Extract to read
════════
Did anyone involved with Obamacare proof read this law when it was a bill. America's health system isn't broken! It's being broken!
All would agree our Healthcare delivery system could use a little fine-tuning on an ongoing basis!
This over all will be devastating for years to come for everyone!
Bombshell:
Federal judge suddenly green-lights lawsuit that could stop Obamacare in its
tracks
- Small-business plaintiffs say the government is
treating all 50 states the same even though Congress allowed them to opt
out – and 36 did
- The IRS is granting insurance subsidies to taxpayers
in the 'refusenik' states, even though the text of the Obamacare law
doesn't allow it
- A federal judge denied the government's motion to
dismiss the case on Tuesday
- He also refused, however, to issue an injunction
barring the Obama administration from implementing the law while the case
moves forward
PUBLISHED: 14:27 EST, 22 October 2013
| UPDATED: 15:05 EST, 22 October 2013
A federal judge on Tuesday refused to dismiss
a case that could fatally cripple the Obamacare health insurance law.
════════
Data excerpts
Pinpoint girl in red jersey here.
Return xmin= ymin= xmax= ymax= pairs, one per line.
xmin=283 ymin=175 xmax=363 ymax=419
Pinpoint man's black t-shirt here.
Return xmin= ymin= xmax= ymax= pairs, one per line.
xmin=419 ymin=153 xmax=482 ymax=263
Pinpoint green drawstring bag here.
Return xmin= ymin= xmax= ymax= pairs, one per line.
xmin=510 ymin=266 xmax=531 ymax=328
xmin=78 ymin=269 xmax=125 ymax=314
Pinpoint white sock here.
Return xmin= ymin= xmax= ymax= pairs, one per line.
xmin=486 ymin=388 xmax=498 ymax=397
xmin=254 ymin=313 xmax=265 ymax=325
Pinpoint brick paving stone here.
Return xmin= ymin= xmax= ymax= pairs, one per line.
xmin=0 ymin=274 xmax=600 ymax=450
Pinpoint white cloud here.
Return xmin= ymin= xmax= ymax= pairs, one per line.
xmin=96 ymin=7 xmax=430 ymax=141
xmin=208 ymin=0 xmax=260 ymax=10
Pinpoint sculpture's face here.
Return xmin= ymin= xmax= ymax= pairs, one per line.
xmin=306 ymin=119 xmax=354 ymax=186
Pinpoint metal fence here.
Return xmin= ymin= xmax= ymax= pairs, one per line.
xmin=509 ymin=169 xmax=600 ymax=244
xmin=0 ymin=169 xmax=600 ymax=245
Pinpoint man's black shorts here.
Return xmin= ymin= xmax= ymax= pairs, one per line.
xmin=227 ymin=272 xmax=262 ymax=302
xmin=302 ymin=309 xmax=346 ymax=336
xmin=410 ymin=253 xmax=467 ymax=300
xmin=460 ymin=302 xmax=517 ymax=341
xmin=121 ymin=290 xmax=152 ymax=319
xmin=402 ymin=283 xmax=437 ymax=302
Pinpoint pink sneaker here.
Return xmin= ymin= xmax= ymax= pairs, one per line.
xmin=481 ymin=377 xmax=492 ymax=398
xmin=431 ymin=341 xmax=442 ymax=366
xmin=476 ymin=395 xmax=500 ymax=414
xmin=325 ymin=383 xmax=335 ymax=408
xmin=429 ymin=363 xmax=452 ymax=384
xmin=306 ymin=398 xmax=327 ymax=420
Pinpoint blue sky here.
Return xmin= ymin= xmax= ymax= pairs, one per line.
════════
Requirements
[1] In the Obamacare article, how many states opted out?
[2] Reproduce everything in the Obamacare article from "Did anyone involved" down to "come for everyone!".
[3] Resume the Obamacare article after its last sentence.

Task responses
[1] 36

[2]
Did anyone involved with Obamacare proof read this law when it was a bill. America's health system isn't broken! It's being broken!
All would agree our Healthcare delivery system could use a little fine-tuning on an ongoing basis!
This over all will be devastating for years to come for everyone!

[3]
The Affordable Care Act forbids the federal
government from enforcing the law in any state that opted out of setting up its
own health care exchange, according to a group of small businesses whose
lawsuit got a key hearing Monday in federal court.
The Obama administration, according to their
lawsuit, has ignored that language in the law, enforcing all of its provisions
even in states where the federal government is operating the insurance
marketplaces on the error-plagued Healthcare.gov website.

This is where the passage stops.